▶ _Problem to work on_
Return every line of the listing below verbatim, from the first line to the last, without altering, adding, or dropping anything.

▶ _Records for this task_
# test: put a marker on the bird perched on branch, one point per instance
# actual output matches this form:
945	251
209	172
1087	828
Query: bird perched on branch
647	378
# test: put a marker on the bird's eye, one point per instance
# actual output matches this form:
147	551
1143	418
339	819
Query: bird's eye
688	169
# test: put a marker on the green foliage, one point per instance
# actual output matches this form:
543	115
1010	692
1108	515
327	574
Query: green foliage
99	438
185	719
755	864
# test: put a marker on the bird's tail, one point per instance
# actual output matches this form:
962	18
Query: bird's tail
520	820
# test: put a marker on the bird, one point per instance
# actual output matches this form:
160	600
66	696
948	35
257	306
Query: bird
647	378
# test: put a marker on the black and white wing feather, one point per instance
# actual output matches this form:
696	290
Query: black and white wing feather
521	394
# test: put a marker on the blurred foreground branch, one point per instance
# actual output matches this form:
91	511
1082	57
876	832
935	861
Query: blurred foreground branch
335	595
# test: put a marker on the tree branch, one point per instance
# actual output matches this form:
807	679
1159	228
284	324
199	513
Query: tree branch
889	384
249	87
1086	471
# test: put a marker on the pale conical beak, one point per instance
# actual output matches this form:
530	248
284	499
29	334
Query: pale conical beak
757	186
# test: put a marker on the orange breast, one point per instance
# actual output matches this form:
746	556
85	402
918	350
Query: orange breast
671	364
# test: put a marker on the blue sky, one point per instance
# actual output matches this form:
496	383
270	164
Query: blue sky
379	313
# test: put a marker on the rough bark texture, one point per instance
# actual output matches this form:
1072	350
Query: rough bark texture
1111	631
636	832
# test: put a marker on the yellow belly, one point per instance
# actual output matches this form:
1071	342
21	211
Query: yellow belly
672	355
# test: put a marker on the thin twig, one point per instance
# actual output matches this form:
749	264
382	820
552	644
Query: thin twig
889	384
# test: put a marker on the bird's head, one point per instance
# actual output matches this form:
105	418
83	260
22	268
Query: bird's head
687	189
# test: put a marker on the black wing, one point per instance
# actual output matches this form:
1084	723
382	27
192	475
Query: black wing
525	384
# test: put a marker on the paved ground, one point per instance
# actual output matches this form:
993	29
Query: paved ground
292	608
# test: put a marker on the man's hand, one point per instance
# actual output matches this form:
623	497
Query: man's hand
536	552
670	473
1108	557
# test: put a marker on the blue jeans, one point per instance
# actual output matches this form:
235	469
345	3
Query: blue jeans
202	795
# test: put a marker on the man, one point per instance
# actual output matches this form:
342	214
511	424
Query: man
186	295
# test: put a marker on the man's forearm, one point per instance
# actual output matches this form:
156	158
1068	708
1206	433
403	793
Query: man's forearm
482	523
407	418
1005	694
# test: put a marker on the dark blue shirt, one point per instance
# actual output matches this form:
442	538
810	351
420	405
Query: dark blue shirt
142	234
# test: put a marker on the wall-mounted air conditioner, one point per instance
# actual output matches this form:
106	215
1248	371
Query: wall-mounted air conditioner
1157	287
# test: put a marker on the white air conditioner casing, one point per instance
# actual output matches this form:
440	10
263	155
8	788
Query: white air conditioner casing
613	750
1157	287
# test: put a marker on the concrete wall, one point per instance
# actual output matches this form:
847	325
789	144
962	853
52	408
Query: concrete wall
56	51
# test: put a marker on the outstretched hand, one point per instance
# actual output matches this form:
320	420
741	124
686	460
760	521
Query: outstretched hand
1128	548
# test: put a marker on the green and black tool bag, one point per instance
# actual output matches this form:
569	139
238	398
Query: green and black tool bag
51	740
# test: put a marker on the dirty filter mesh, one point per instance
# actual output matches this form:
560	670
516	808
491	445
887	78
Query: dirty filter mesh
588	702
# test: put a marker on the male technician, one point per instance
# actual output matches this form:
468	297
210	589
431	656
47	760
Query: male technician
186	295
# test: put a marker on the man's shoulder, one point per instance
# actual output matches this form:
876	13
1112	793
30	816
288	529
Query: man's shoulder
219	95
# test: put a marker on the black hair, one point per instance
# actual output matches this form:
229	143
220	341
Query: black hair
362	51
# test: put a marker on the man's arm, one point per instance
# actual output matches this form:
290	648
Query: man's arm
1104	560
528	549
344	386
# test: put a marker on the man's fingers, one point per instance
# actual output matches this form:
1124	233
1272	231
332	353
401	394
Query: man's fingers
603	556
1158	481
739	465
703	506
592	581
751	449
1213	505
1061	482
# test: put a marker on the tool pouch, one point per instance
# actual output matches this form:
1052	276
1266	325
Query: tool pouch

▶ _Output below_
# test: put a marker on the bird perched on branch, one point per instance
# actual output matches this form:
945	251
209	172
1087	828
Query: bird perched on branch
647	378
# test: put a marker on the bird's eye, one point per instance
# actual output matches this form:
147	551
1143	418
339	819
Query: bird's eye
688	169
# test: put a marker on the green foliage, one point per instance
# actual output matches this form:
543	115
1010	692
1108	515
327	574
Query: green foliage
99	438
185	719
755	864
# test: put a marker on the bird's tail, one point per instance
# actual output matches this form:
962	18
Query: bird's tail
520	820
# test: put a marker on the bird, one point per instance
# actual output matches this form:
160	600
66	696
948	35
257	306
Query: bird
647	378
# test: put a marker on the black and white wing feather, one point per instance
# actual output matches this form:
696	290
Query: black and white wing feather
521	394
# test: put a marker on the blurred foreground branch, one point per instance
# actual output matches this form:
91	511
1082	57
876	832
935	861
Query: blurred foreground branch
335	595
# test: put a marker on the tree branch, one point per instance
# actual output matches this form:
807	679
1159	228
284	324
199	513
Query: tree branch
889	384
249	87
1086	471
# test: put a marker on the pale conical beak, one point per instance
# actual output matches this form:
530	248
284	499
29	334
Query: pale conical beak
757	186
# test: put a marker on the orange breast, one point per instance
# actual output matches this form:
746	556
85	402
918	350
Query: orange breast
671	364
# test: put a marker on the blue sky, one point per instance
# actual output matches this form:
496	383
270	164
Query: blue sky
379	313
# test: put a marker on the rough bark texture, one point per instance
# actual output matches this form:
1072	350
Query: rough bark texture
1111	631
636	832
# test: put a marker on the yellow belly, one point per instance
# actual output matches this form:
1071	342
21	211
Query: yellow belly
672	355
# test: put a marker on the thin twig, one point per instance
# actual output matches this form:
749	264
382	820
552	644
Query: thin twig
889	384
# test: put a marker on the bird's head, one point per instance
# actual output matches this form:
105	418
83	260
22	268
Query: bird's head
687	189
# test: put a marker on the black wing, one point per instance
# actual output matches this form:
1084	723
382	27
192	475
Query: black wing
525	384
# test: put a marker on the paved ground, one point per instance
# actual output matches this form:
993	29
Query: paved ground
292	608
# test: put a marker on the man's hand, one point per instance
# actual output matches this form:
623	497
Query: man's hand
536	552
670	473
1108	557
# test: put a marker on the blue jeans, one point per instance
# actual output matches this form:
235	469
345	3
Query: blue jeans
202	795
# test: put a marker on the man, one point per instance
# actual output matches this form:
342	214
511	424
Query: man
186	295
# test: put a marker on the man's forearm, one point per instance
# actual output matches this form:
156	158
1068	708
1206	433
403	793
Query: man's forearm
482	523
407	418
1005	694
# test: put a marker on the dark blue shirt, one point per instance
# actual output matches this form:
442	538
810	351
420	405
Query: dark blue shirt
142	234
# test: put a marker on the wall-mounted air conditioner, one point per instance
# actual output matches this form:
106	215
1248	371
Query: wall-mounted air conditioner
1157	287
# test: put a marker on the white air conditioner casing, one point per instance
# actual output matches this form:
440	10
263	155
8	788
Query: white air conditioner casing
613	750
1157	287
# test: put a marker on the concrete wall, one point per instance
# actual output matches this form:
847	325
789	144
962	853
52	408
Query: concrete wall
56	51
# test: put a marker on the outstretched hand, one point per instance
# actual output matches this form:
320	420
741	124
686	460
760	521
Query: outstretched hand
1128	548
# test: put a marker on the green and black tool bag, one point per instance
# actual output matches this form:
569	139
238	398
Query: green and black tool bag
51	740
# test: put a marker on the dirty filter mesh, one point per instance
# actual output matches this form:
560	670
516	808
491	445
887	78
Query: dirty filter mesh
588	702
# test: put a marker on the male technician, one point per instance
# actual output matches this form:
468	297
210	589
431	656
47	760
Query: male technician
186	295
# test: put a marker on the man's shoulder, one point per instance
# actual output matches this form:
876	13
1112	793
30	816
288	529
Query: man's shoulder
219	95
# test: put a marker on the black hair, one point per instance
# actual output matches this form:
229	143
220	341
Query: black hair
362	51
# test: put a marker on the man's arm, one point per instance
# actual output matches this form:
290	648
Query: man's arm
1104	560
528	549
344	386
# test: put a marker on the man's fingers, one point per instance
# actual output matches this form:
1124	233
1272	231
332	353
401	394
Query: man's fingers
603	556
1158	481
739	465
703	506
592	581
751	449
1213	505
1061	482
# test: put a marker on the tool pouch, one point per instance
# actual output matches this form:
1052	276
1266	325
Query: tool pouch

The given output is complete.